BEGIN DATA TO USE

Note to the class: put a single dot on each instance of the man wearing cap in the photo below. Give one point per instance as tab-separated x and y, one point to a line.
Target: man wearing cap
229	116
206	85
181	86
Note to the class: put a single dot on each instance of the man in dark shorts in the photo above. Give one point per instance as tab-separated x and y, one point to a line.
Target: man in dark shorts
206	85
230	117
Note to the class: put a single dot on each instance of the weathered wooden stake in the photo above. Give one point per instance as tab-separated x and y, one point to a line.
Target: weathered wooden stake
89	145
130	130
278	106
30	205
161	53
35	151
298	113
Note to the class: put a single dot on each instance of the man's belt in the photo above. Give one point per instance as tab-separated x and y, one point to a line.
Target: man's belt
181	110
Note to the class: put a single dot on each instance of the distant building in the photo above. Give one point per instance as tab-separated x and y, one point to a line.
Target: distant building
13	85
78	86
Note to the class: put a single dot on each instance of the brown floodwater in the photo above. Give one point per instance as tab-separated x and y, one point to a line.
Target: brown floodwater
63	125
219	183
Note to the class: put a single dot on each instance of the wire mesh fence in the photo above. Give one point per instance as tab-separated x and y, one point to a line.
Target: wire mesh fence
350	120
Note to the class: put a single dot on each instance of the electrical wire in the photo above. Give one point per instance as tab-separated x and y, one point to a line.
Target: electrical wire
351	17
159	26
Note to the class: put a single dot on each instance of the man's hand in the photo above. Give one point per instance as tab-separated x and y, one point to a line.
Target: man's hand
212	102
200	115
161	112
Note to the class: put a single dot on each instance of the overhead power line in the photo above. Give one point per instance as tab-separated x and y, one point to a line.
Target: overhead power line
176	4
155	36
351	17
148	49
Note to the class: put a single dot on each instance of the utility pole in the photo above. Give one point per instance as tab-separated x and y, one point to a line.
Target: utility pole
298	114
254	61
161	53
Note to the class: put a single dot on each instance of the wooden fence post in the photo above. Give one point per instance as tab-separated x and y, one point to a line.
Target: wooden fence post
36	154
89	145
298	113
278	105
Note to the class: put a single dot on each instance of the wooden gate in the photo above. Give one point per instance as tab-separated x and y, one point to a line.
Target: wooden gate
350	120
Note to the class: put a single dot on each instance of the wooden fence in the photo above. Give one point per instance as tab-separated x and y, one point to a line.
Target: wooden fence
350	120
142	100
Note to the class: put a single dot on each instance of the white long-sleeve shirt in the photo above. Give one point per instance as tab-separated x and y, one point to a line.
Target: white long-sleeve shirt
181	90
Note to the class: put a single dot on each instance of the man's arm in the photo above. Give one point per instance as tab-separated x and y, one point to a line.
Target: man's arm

END DATA TO USE

EXERCISE PROMPT -
Transcribe each line of the data exactly, skipping none.

WRITTEN RESPONSE -
Note to the class: put a single dot on each instance of the man wearing cap in the photo below. Give one point per instance as tab-separated x and y, one point to a line.
Target: man wearing cap
229	116
206	85
181	86
Note to the class: put a single dot on each instance of the man in dark shorts in the photo above. Give one point per instance as tab-separated x and y, one point to a line.
Target: man in dark shorts
206	85
230	117
Note to the class: put a single dot on each instance of the weathered wooden stake in the photo above. Give one point per instance as tab-separated x and y, one point to a line.
Target: weathered wooden stake
89	145
130	130
278	106
30	205
161	53
35	151
298	113
Note to the class: put a single dot on each instance of the man's belt in the photo above. Give one point per instance as tab-separated x and y, one point to a line.
Target: man's belt
181	110
Note to the class: put a single dot on each instance of the distant building in the photo above. Give one point per instance as tab-separated x and y, one point to a line.
Target: distant building
13	85
78	86
Note to the class: put a single dot on each instance of the brown floodwater in the photo above. Give one point per instance as tab-separated x and y, one point to a line.
Target: brown floodwater
63	125
219	183
Note to the class: put a single dot on each instance of the wire mesh fence in the photo above. Give one point per instance as tab-separated x and y, one point to a line.
Target: wire mesh fence
350	120
Note to the class: put a single dot on each instance of the electrical wire in the photo above. Give one point per instance as tab-separated x and y, one point to a line.
Target: electrical wire
351	17
159	26
Note to the class: put a single dot on each instance of the man's hand in the photo above. Give one point per instance as tab-separated x and y, one point to a line.
Target: man's hand
212	102
200	115
161	112
Note to the class: put a single dot on each instance of the overhead power line in the photo above. Give one point per instance as tab-separated x and y, one point to a line.
Target: overhead power line
176	4
155	36
351	17
148	49
Note to the class: put a single dot on each instance of the utility pole in the photo above. Give one point per instance as tab-separated x and y, one point to a line.
Target: utility pole
298	114
254	61
161	53
Note to the class: put a single dot on each instance of the wooden fence post in the photo above. Give one point per instance as tab-separated x and y, one point to a line.
Target: wooden fence post
36	154
89	145
298	113
278	105
Note to the class: put a single dot on each instance of the wooden gate in the photo above. Give one point per instance as tab-separated x and y, one point to a line.
Target: wooden gate
350	120
Note to the class: put a single dot on each instance of the wooden fence in the photo above. Give one point per instance as tab-separated x and y, one point to a line.
Target: wooden fence
350	120
142	100
Note to the class: put a single dot on each instance of the white long-sleeve shirt in the photo above. Give one point per instance as tab-separated x and y, one point to a line.
Target: white long-sleeve shirt
181	90
Note to the class: put a single dot on each instance of the man's arm in the photo above. Give one point per instance as tab-separated x and y, one point to a line.
Target: man's arm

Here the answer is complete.